Das Rekursgericht schließt sich für einen Sachverhalt wie den vorliegenden der in 1 Ob 617/94 zum Ausdruck gebrachten Rechtsansicht des OGH an. Der Kläger ist rechtsanwaltlich vertreten. Vor Beginn der mündlichen Streitverhandlung wurde in einem Schriftsatz der Gegenseite die Unzuständigkeitseinrede erhoben. Zu Beginn der mündlichen Verhandlung wurde diese auf die Zuständigkeitsfrage eingeschränkt, sodann darüber verhandelt und Beweise aufgenommen. Schließlich setzte der Richter die Parteien von seiner Absicht in Kenntnis, die Verhandlung zu schließen und die Zuständigkeitsfrage zu entscheiden. Damit hat das Erstgericht aber dem Klagevertreter hinreichend Gelegenheit zur Stellung eines Überweisungsantrages im Sinne der ihm durch § 182 Abs 2 letzter Satz ZPO auferlegten Verpflichtung gegeben und den Klagevertreter in keiner Weise mit seiner Unzuständigkeitserklärung überrascht. Das Erstgericht war daher nicht verpflichtet, den Klagevertreter auch noch ausdrücklich zu fragen, ob er nicht doch einen Überweisungsantrag stellen wolle.

Aus diesen Überlegungen ist das erstinstanzliche Verfahren auch nicht von dem behaupteten Mangel - der im übrigen wie bereits aufgezeigt mit Rekurs gegen den Zurückweisungsbeschluß geltend zu machen gewesen wäre - behaftet.

Eine Kostenentscheidung hatte zu entfallen, weil Rekurskosten nicht verzeichnet wurden.

Der Bewertungsausspruch orientiert sich an der vom Kläger vorgenommenen Interessensbewertung (§ 59 JN).

§ 528 Abs 2 Z 2 ZPO schließt für diesen Fall einen weiteren Rechtszug an den OGH jedenfalls aus.

AUFGABENSTELLUNG —
Welche mit dem Zeichen „§“ angeführten Gesetzesbestimmungen nennt der Text zur Rekursentscheidung? Gib sie vollständig an.

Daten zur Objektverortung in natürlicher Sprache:
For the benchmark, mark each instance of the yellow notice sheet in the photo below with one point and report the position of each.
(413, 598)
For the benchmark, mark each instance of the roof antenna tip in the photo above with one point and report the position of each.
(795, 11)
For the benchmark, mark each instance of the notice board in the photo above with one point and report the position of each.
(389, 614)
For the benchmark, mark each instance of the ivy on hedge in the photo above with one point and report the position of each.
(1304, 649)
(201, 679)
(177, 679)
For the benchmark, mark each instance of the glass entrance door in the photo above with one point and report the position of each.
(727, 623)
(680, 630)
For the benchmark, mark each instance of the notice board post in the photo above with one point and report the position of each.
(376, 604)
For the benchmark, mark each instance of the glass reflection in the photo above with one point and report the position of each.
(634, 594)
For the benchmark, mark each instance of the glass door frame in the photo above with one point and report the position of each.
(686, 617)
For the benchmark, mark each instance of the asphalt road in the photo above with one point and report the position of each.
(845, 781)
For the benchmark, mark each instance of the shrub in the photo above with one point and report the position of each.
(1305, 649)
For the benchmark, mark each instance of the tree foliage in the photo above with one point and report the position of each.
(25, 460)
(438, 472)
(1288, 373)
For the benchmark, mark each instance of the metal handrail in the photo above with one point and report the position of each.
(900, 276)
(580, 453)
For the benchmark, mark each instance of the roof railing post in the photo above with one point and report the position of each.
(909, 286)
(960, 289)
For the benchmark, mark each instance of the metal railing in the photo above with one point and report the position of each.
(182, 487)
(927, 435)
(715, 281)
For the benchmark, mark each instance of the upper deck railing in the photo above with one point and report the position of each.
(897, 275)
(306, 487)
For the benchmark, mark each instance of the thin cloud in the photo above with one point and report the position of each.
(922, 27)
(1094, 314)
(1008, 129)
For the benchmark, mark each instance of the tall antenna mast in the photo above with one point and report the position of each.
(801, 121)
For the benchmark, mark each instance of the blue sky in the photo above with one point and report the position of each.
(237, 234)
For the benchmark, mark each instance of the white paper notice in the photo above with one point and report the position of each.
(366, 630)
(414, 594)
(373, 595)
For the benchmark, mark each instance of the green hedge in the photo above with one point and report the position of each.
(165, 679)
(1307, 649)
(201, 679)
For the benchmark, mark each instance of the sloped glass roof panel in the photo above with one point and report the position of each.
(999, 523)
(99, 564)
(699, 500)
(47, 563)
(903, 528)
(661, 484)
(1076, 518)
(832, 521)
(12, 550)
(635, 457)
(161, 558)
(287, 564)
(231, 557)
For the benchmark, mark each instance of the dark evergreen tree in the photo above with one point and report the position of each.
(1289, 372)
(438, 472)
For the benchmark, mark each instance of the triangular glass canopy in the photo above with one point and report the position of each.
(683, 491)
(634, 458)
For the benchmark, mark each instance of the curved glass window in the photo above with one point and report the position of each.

==

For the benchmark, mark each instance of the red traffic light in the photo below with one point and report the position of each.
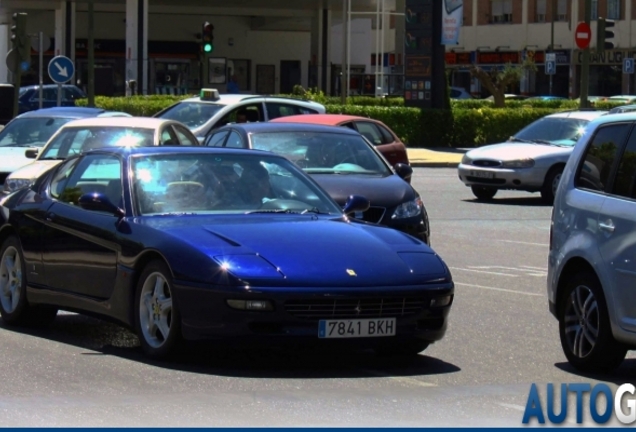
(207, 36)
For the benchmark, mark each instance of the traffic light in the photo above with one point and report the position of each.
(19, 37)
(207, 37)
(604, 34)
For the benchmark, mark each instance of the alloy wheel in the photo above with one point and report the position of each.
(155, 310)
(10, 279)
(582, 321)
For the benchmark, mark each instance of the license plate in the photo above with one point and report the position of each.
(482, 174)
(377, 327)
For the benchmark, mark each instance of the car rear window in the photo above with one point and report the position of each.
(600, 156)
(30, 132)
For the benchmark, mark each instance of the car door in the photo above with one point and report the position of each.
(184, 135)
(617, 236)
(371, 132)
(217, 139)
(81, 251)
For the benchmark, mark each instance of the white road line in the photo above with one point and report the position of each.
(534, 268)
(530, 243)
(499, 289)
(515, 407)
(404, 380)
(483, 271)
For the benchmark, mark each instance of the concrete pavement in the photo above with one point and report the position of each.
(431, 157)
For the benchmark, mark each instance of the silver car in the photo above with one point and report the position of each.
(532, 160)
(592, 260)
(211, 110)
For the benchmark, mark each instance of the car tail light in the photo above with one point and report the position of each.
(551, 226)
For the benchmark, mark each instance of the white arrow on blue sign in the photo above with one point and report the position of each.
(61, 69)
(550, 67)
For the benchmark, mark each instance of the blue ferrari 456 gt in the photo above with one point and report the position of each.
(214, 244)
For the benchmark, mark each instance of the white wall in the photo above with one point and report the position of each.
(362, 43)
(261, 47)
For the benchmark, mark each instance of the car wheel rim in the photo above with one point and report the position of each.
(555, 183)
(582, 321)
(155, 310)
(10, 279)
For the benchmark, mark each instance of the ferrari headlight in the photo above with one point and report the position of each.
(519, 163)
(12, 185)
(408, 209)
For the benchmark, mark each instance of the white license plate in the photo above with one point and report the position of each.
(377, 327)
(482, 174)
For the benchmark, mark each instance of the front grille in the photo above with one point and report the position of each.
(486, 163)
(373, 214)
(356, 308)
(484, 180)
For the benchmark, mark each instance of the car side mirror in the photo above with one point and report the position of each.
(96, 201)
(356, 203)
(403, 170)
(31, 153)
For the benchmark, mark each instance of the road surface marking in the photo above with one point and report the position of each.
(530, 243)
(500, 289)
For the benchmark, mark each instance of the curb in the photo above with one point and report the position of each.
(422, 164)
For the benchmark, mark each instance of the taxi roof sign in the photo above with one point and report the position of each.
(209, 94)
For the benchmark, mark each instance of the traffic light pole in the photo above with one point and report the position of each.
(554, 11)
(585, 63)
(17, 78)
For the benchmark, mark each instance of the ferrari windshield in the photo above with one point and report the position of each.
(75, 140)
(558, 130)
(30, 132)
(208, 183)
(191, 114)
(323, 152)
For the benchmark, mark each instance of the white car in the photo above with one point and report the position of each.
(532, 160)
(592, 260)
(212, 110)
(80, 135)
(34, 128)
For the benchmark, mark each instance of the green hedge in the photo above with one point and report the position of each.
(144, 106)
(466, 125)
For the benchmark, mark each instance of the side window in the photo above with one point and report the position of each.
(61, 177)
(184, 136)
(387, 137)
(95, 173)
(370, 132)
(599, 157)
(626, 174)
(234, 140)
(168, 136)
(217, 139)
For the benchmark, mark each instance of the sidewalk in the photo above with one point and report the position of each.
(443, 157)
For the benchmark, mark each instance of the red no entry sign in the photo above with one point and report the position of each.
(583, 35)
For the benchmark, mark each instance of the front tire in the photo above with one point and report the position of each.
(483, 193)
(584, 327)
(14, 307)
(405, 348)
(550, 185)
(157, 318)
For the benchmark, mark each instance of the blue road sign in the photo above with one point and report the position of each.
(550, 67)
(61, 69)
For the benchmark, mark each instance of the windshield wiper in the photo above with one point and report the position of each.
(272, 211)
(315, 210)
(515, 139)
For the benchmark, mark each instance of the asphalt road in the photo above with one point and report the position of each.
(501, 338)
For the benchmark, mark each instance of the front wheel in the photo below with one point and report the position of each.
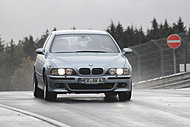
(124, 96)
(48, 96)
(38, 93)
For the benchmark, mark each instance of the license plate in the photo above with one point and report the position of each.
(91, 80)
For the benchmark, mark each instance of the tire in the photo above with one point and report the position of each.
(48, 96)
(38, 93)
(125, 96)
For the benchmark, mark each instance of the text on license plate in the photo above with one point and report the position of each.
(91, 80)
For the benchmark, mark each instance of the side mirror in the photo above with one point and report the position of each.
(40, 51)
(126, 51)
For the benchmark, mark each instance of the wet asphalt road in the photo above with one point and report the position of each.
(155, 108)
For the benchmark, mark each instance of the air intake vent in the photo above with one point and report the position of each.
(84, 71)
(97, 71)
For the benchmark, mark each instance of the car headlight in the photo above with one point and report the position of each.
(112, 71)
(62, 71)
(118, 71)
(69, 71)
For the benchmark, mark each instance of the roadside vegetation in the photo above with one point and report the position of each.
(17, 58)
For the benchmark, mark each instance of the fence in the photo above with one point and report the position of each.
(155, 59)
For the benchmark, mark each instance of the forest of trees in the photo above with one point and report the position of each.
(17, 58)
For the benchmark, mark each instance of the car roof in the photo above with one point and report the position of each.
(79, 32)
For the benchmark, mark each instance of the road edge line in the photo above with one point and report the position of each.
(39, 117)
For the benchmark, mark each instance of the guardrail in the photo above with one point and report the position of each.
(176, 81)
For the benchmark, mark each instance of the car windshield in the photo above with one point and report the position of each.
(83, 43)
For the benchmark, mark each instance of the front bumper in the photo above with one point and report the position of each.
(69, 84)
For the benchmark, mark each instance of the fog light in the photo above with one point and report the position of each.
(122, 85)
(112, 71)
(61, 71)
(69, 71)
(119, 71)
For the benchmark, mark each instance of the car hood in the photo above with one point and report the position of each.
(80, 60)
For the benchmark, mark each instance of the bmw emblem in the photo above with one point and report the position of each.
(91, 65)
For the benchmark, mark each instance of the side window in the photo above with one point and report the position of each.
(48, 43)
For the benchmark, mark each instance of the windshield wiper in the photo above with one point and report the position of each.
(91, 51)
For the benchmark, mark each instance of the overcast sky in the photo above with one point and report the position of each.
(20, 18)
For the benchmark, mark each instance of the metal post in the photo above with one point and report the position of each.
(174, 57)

...

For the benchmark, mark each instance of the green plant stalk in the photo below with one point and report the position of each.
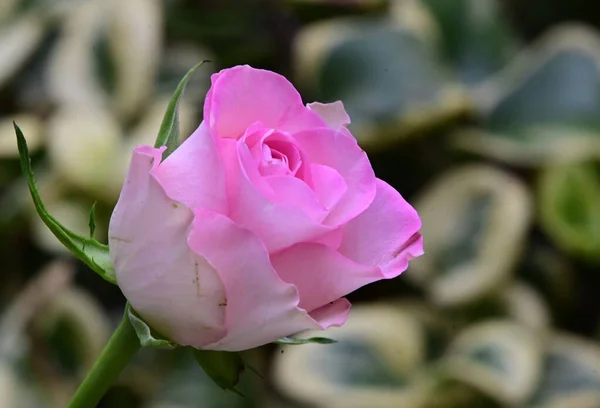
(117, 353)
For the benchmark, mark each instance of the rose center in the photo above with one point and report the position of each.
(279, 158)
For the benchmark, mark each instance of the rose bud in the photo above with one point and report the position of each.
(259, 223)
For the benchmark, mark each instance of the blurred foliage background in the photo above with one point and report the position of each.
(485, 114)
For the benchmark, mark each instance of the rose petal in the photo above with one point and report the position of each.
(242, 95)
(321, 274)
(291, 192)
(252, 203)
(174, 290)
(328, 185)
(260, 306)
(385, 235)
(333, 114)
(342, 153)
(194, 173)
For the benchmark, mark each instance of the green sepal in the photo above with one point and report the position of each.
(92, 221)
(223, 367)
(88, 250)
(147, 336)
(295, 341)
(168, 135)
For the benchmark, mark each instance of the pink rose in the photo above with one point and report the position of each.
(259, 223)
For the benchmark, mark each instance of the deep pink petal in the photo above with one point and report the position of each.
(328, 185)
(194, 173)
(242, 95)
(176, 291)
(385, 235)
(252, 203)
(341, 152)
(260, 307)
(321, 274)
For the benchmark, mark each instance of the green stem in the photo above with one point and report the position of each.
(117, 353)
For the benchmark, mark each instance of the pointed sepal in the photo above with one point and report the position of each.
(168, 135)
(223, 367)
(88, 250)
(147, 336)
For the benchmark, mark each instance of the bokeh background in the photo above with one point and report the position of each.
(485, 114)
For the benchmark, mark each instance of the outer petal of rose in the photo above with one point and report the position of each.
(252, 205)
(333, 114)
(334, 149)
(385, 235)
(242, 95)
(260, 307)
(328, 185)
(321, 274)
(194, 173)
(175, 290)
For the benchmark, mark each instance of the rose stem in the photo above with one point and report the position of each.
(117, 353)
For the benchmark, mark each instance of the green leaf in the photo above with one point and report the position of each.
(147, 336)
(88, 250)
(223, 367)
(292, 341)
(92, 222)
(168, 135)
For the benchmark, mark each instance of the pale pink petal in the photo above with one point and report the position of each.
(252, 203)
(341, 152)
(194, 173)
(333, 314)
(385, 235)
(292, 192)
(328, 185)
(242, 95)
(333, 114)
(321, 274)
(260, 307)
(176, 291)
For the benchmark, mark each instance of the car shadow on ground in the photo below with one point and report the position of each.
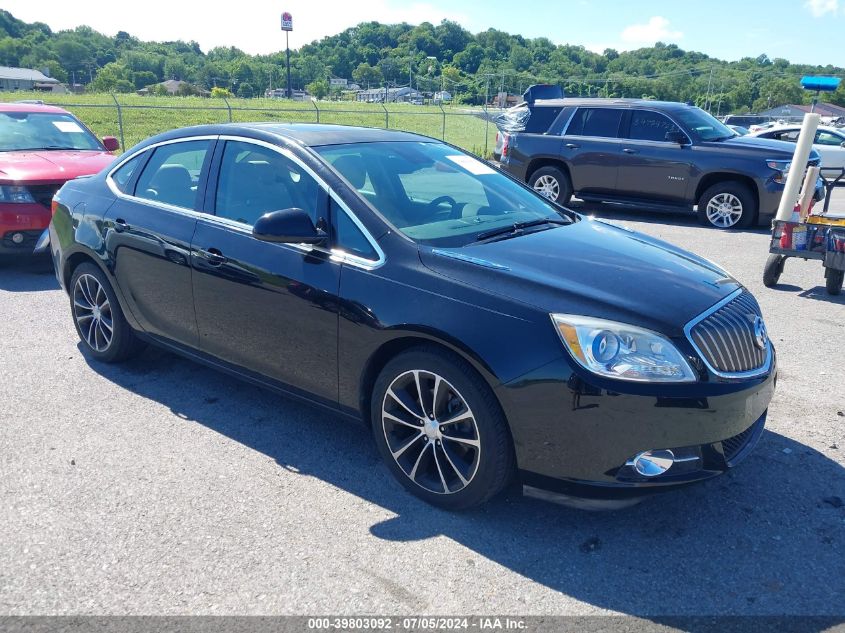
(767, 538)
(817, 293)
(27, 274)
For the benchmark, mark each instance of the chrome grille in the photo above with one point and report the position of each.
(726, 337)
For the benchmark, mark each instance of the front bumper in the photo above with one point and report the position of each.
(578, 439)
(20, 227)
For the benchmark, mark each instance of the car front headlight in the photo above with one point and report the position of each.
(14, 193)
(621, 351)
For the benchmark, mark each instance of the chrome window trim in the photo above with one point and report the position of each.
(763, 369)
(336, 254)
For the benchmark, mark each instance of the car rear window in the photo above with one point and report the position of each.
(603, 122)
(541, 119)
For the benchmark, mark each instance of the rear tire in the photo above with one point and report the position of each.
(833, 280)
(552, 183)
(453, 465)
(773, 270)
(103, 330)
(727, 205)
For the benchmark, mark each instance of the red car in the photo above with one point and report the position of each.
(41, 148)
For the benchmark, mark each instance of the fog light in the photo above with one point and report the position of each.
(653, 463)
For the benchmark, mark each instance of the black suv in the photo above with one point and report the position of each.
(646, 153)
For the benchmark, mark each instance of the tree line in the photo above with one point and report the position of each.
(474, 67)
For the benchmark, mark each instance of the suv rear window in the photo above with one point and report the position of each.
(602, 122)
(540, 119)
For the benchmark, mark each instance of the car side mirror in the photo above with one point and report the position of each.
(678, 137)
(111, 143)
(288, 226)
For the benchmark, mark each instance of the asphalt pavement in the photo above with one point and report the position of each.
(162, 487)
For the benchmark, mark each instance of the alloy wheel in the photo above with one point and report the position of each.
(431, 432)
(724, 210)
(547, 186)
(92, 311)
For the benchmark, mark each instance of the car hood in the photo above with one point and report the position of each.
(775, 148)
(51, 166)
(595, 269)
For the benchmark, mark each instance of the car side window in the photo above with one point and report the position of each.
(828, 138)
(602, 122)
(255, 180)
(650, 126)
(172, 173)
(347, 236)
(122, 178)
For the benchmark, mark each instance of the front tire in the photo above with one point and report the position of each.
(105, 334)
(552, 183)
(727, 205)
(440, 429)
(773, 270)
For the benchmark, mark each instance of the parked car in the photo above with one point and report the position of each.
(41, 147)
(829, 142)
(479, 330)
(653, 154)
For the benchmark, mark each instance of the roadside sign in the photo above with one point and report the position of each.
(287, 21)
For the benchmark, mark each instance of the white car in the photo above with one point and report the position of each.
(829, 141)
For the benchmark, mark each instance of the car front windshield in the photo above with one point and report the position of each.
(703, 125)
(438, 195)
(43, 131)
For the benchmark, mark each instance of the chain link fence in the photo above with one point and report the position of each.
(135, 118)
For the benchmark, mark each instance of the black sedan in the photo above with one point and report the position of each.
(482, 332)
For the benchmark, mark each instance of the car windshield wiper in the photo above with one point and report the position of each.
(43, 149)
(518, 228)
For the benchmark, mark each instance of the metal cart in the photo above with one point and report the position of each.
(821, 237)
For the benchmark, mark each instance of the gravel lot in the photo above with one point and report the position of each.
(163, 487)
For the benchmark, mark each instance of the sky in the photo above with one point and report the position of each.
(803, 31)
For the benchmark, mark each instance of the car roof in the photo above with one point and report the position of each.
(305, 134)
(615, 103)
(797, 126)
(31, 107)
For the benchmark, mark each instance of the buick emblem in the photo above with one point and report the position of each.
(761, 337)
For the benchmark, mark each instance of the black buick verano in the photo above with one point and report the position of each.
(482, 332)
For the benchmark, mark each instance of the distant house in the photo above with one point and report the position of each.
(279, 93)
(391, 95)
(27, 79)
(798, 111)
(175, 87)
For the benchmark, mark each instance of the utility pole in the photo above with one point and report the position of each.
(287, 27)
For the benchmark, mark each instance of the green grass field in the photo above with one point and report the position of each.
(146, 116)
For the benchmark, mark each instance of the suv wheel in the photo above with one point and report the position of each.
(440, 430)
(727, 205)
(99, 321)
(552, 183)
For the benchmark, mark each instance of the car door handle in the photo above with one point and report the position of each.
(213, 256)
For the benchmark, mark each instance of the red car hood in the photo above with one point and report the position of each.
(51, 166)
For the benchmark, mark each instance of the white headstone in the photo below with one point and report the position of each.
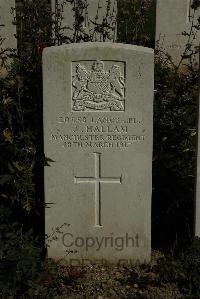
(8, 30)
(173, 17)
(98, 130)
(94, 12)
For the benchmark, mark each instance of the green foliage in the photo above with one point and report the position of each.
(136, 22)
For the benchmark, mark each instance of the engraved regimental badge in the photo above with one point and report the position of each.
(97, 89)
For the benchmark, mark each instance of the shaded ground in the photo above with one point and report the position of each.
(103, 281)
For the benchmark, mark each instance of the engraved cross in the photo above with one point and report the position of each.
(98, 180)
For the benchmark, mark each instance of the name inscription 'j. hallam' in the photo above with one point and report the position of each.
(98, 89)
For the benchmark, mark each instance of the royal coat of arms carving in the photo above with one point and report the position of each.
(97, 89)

ERGEBNIS —
- § 182 Abs 2 letzter Satz ZPO
- § 59 JN
- § 528 Abs 2 Z 2 ZPO